REQUIRED TASK:
Write out the lines as a numbered list with blank lines omitted. Begin at the first line and stop after the one that contains "top-left (0, 0), bottom-right (1024, 324)", and leave the pictures out.

───── DATA RECORDS ─────

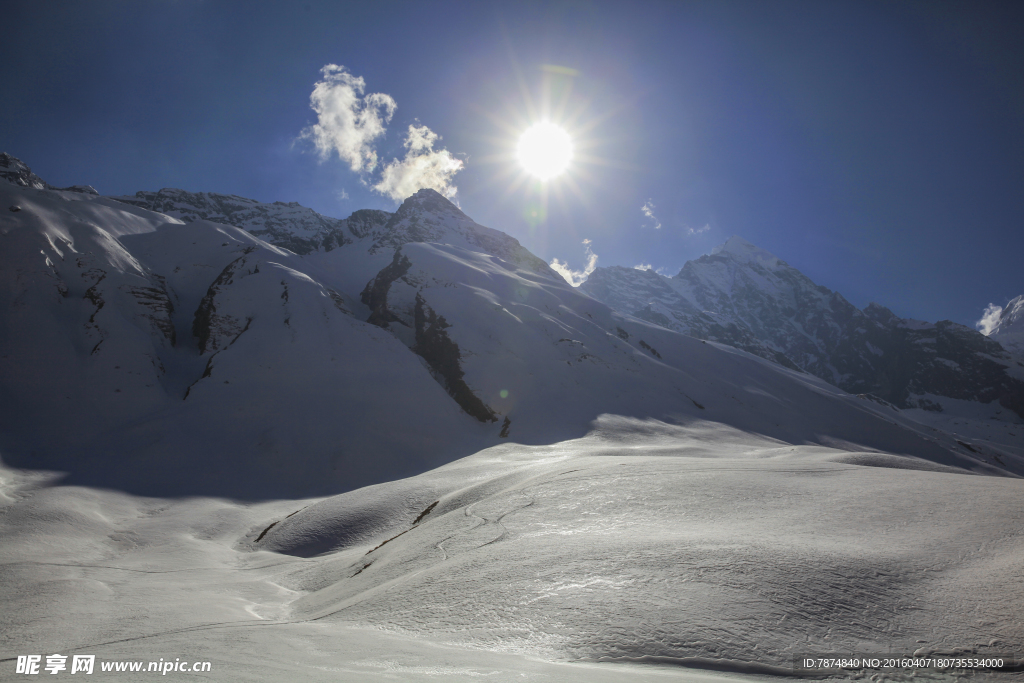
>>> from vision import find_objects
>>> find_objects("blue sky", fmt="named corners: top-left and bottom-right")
top-left (0, 0), bottom-right (1024, 324)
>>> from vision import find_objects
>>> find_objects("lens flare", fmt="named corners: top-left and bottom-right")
top-left (517, 122), bottom-right (572, 180)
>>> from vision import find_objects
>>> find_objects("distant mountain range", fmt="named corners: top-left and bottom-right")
top-left (0, 155), bottom-right (1024, 497)
top-left (581, 237), bottom-right (1024, 417)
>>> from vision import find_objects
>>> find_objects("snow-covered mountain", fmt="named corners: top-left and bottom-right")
top-left (581, 237), bottom-right (1024, 417)
top-left (0, 156), bottom-right (1017, 496)
top-left (6, 154), bottom-right (1024, 683)
top-left (988, 294), bottom-right (1024, 358)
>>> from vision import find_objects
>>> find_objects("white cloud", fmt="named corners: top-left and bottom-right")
top-left (374, 126), bottom-right (463, 202)
top-left (550, 240), bottom-right (597, 287)
top-left (640, 200), bottom-right (662, 230)
top-left (299, 65), bottom-right (398, 173)
top-left (974, 303), bottom-right (1002, 337)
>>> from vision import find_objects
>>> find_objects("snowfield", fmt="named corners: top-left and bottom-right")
top-left (0, 158), bottom-right (1024, 682)
top-left (0, 417), bottom-right (1024, 681)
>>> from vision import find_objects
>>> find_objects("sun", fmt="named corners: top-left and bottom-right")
top-left (516, 122), bottom-right (572, 180)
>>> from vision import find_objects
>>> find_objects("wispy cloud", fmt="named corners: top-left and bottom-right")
top-left (300, 65), bottom-right (398, 173)
top-left (299, 65), bottom-right (463, 201)
top-left (551, 240), bottom-right (597, 287)
top-left (640, 200), bottom-right (662, 230)
top-left (974, 303), bottom-right (1002, 337)
top-left (374, 126), bottom-right (462, 202)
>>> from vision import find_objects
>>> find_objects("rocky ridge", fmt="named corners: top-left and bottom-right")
top-left (581, 237), bottom-right (1024, 417)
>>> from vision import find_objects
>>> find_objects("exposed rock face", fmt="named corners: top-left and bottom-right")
top-left (360, 189), bottom-right (550, 273)
top-left (988, 294), bottom-right (1024, 359)
top-left (581, 238), bottom-right (1024, 417)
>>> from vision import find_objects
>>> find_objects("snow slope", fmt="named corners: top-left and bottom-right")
top-left (6, 174), bottom-right (1024, 497)
top-left (0, 156), bottom-right (1024, 681)
top-left (582, 237), bottom-right (1024, 419)
top-left (0, 423), bottom-right (1024, 681)
top-left (988, 294), bottom-right (1024, 358)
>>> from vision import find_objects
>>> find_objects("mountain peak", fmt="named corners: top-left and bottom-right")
top-left (0, 152), bottom-right (49, 189)
top-left (396, 187), bottom-right (469, 219)
top-left (711, 234), bottom-right (780, 268)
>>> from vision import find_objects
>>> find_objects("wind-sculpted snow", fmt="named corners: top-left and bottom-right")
top-left (0, 172), bottom-right (1024, 497)
top-left (581, 238), bottom-right (1024, 419)
top-left (0, 160), bottom-right (1024, 683)
top-left (8, 423), bottom-right (1024, 682)
top-left (268, 420), bottom-right (1024, 673)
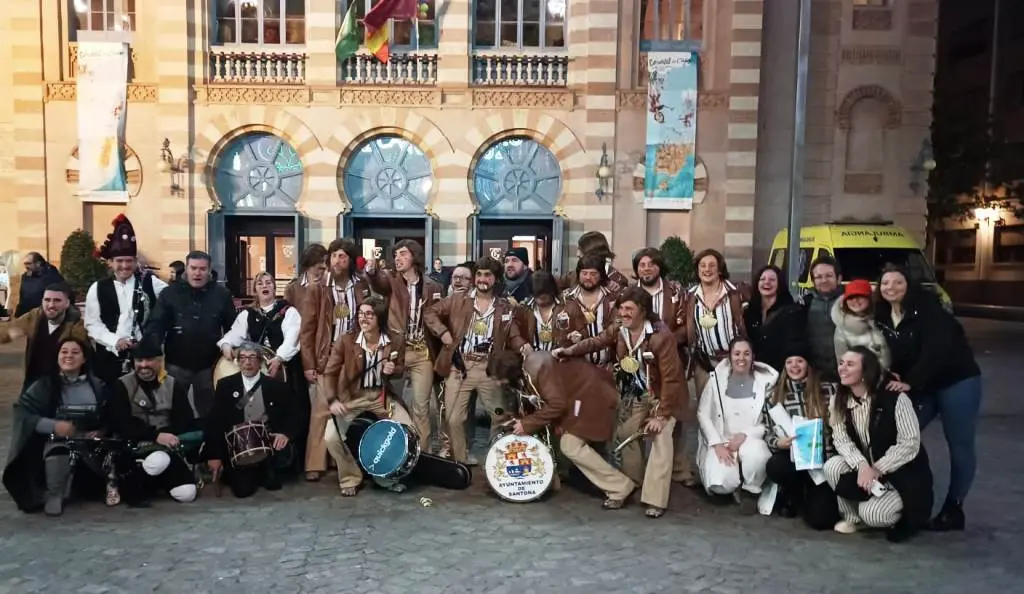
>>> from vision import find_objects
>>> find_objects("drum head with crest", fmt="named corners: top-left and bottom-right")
top-left (359, 420), bottom-right (417, 478)
top-left (484, 434), bottom-right (555, 503)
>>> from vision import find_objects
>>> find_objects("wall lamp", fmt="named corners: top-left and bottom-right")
top-left (910, 138), bottom-right (936, 195)
top-left (160, 138), bottom-right (191, 196)
top-left (594, 143), bottom-right (612, 201)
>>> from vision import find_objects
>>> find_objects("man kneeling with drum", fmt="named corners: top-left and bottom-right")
top-left (324, 295), bottom-right (419, 497)
top-left (487, 350), bottom-right (636, 509)
top-left (204, 341), bottom-right (299, 498)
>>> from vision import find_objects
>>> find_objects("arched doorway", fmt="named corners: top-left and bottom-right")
top-left (338, 134), bottom-right (437, 266)
top-left (467, 135), bottom-right (564, 275)
top-left (208, 132), bottom-right (305, 298)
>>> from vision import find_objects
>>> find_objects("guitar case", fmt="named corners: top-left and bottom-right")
top-left (345, 413), bottom-right (473, 491)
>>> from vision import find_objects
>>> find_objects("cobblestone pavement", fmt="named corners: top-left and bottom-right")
top-left (0, 321), bottom-right (1024, 594)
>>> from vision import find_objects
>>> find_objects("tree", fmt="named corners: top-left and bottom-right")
top-left (60, 229), bottom-right (106, 299)
top-left (662, 236), bottom-right (697, 287)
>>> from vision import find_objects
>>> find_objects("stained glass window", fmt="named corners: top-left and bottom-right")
top-left (214, 132), bottom-right (303, 209)
top-left (473, 136), bottom-right (562, 214)
top-left (342, 135), bottom-right (434, 212)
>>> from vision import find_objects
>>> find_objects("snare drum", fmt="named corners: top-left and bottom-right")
top-left (359, 420), bottom-right (420, 480)
top-left (224, 423), bottom-right (273, 468)
top-left (484, 434), bottom-right (556, 503)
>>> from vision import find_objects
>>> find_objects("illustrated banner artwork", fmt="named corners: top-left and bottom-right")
top-left (643, 51), bottom-right (699, 210)
top-left (77, 41), bottom-right (129, 203)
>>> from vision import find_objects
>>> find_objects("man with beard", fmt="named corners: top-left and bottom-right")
top-left (299, 238), bottom-right (370, 481)
top-left (564, 255), bottom-right (615, 367)
top-left (0, 283), bottom-right (89, 391)
top-left (106, 340), bottom-right (202, 507)
top-left (633, 248), bottom-right (696, 486)
top-left (366, 240), bottom-right (444, 451)
top-left (143, 251), bottom-right (236, 418)
top-left (502, 248), bottom-right (534, 304)
top-left (551, 287), bottom-right (683, 518)
top-left (85, 214), bottom-right (167, 384)
top-left (424, 257), bottom-right (520, 462)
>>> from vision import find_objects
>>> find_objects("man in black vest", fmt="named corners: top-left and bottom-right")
top-left (85, 214), bottom-right (167, 384)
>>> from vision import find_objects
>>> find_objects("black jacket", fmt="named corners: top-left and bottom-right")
top-left (874, 289), bottom-right (981, 400)
top-left (144, 283), bottom-right (237, 371)
top-left (105, 376), bottom-right (200, 442)
top-left (203, 373), bottom-right (301, 461)
top-left (14, 262), bottom-right (65, 317)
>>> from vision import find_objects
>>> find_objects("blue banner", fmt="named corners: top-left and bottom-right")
top-left (643, 51), bottom-right (699, 210)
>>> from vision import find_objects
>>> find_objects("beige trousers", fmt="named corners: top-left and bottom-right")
top-left (444, 359), bottom-right (509, 462)
top-left (401, 347), bottom-right (434, 452)
top-left (553, 433), bottom-right (636, 501)
top-left (324, 389), bottom-right (413, 489)
top-left (306, 375), bottom-right (337, 472)
top-left (615, 400), bottom-right (676, 508)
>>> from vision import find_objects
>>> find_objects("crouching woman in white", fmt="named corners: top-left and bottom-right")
top-left (697, 338), bottom-right (778, 514)
top-left (824, 346), bottom-right (934, 543)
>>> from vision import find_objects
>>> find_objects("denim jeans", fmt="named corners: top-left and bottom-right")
top-left (918, 376), bottom-right (981, 501)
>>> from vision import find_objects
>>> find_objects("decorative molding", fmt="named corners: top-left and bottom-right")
top-left (193, 85), bottom-right (309, 105)
top-left (838, 85), bottom-right (902, 130)
top-left (470, 89), bottom-right (575, 111)
top-left (616, 90), bottom-right (729, 112)
top-left (853, 8), bottom-right (893, 31)
top-left (841, 45), bottom-right (903, 66)
top-left (843, 173), bottom-right (885, 195)
top-left (341, 87), bottom-right (443, 108)
top-left (43, 82), bottom-right (159, 103)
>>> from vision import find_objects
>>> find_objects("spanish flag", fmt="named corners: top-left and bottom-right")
top-left (362, 0), bottom-right (416, 62)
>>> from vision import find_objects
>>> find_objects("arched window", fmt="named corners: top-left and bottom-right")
top-left (214, 132), bottom-right (303, 210)
top-left (473, 136), bottom-right (562, 214)
top-left (342, 134), bottom-right (434, 212)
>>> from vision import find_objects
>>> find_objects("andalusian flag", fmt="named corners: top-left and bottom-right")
top-left (362, 0), bottom-right (416, 62)
top-left (334, 0), bottom-right (360, 61)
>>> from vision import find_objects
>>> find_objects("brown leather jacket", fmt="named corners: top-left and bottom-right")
top-left (522, 351), bottom-right (618, 441)
top-left (423, 292), bottom-right (522, 378)
top-left (324, 330), bottom-right (401, 402)
top-left (299, 277), bottom-right (370, 373)
top-left (367, 269), bottom-right (444, 367)
top-left (567, 324), bottom-right (690, 417)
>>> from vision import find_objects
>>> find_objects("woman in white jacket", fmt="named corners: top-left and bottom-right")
top-left (697, 338), bottom-right (778, 514)
top-left (831, 279), bottom-right (892, 369)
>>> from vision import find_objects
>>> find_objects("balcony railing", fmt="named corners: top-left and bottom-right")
top-left (210, 48), bottom-right (306, 85)
top-left (338, 53), bottom-right (437, 85)
top-left (472, 53), bottom-right (569, 87)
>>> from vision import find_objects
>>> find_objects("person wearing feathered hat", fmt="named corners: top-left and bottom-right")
top-left (85, 214), bottom-right (167, 383)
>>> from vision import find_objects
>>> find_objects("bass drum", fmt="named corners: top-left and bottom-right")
top-left (213, 355), bottom-right (242, 389)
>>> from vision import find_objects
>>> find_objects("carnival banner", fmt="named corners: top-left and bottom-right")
top-left (77, 41), bottom-right (129, 202)
top-left (643, 51), bottom-right (698, 210)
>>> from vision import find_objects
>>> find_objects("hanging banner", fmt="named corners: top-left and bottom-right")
top-left (77, 41), bottom-right (129, 203)
top-left (643, 51), bottom-right (699, 210)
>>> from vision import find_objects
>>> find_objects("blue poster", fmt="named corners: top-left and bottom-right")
top-left (643, 51), bottom-right (699, 210)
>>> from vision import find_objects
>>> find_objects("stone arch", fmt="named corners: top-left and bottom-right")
top-left (838, 85), bottom-right (903, 130)
top-left (463, 110), bottom-right (597, 211)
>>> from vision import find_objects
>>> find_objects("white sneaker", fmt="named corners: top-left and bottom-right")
top-left (833, 520), bottom-right (859, 535)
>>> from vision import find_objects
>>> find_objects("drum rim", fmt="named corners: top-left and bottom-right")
top-left (356, 419), bottom-right (418, 478)
top-left (483, 433), bottom-right (557, 503)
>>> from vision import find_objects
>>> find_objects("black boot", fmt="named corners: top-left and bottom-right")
top-left (928, 499), bottom-right (967, 533)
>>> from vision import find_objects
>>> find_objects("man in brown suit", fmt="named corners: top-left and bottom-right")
top-left (424, 257), bottom-right (528, 462)
top-left (0, 283), bottom-right (89, 391)
top-left (299, 238), bottom-right (370, 480)
top-left (551, 287), bottom-right (686, 518)
top-left (366, 240), bottom-right (444, 451)
top-left (487, 351), bottom-right (636, 509)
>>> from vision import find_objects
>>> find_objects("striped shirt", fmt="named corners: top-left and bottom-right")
top-left (355, 332), bottom-right (391, 390)
top-left (691, 281), bottom-right (736, 357)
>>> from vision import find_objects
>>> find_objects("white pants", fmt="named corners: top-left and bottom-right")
top-left (698, 437), bottom-right (771, 495)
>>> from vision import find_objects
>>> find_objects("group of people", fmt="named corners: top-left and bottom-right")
top-left (0, 215), bottom-right (981, 541)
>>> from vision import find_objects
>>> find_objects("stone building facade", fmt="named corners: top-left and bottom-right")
top-left (0, 0), bottom-right (935, 291)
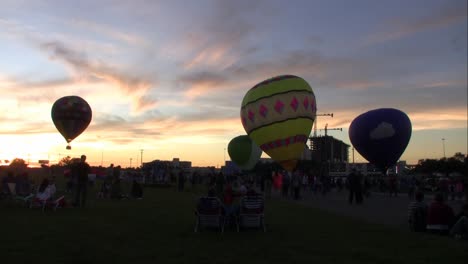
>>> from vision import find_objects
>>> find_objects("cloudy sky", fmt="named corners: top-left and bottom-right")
top-left (0, 0), bottom-right (468, 166)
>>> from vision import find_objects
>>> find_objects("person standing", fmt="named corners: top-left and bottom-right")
top-left (348, 169), bottom-right (361, 204)
top-left (74, 155), bottom-right (90, 207)
top-left (408, 191), bottom-right (427, 232)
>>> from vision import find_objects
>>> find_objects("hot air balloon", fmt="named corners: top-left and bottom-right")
top-left (228, 135), bottom-right (262, 170)
top-left (349, 108), bottom-right (411, 173)
top-left (51, 95), bottom-right (92, 149)
top-left (240, 75), bottom-right (317, 172)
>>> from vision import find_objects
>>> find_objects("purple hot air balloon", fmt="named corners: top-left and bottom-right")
top-left (349, 108), bottom-right (411, 171)
top-left (51, 95), bottom-right (92, 149)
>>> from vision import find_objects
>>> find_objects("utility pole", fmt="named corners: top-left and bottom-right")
top-left (140, 149), bottom-right (143, 166)
top-left (314, 113), bottom-right (333, 137)
top-left (442, 138), bottom-right (446, 159)
top-left (320, 124), bottom-right (343, 136)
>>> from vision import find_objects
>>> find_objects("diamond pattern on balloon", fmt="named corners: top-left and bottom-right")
top-left (258, 105), bottom-right (268, 117)
top-left (275, 100), bottom-right (284, 114)
top-left (249, 110), bottom-right (255, 123)
top-left (302, 97), bottom-right (309, 110)
top-left (310, 98), bottom-right (316, 111)
top-left (289, 96), bottom-right (299, 112)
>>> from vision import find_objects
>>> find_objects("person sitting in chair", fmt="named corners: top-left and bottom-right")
top-left (36, 178), bottom-right (57, 201)
top-left (131, 179), bottom-right (143, 199)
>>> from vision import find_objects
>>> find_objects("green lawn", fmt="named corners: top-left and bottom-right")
top-left (0, 188), bottom-right (468, 264)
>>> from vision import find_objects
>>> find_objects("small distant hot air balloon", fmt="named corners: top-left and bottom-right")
top-left (228, 135), bottom-right (262, 170)
top-left (349, 108), bottom-right (411, 172)
top-left (51, 95), bottom-right (92, 149)
top-left (240, 75), bottom-right (317, 171)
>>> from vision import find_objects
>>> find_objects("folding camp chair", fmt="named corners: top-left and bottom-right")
top-left (194, 197), bottom-right (224, 232)
top-left (237, 195), bottom-right (266, 232)
top-left (29, 195), bottom-right (65, 212)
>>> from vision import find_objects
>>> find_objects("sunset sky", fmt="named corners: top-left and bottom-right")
top-left (0, 0), bottom-right (468, 166)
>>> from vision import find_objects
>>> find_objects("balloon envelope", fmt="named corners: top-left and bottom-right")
top-left (51, 95), bottom-right (92, 148)
top-left (228, 135), bottom-right (262, 170)
top-left (349, 108), bottom-right (411, 170)
top-left (240, 75), bottom-right (317, 171)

─────

FULL ANSWER:
1. >>> from vision import find_objects
2. >>> find_objects("blue sky", fmt="named corners: top-left and bottom-right")
3. top-left (0, 0), bottom-right (1024, 324)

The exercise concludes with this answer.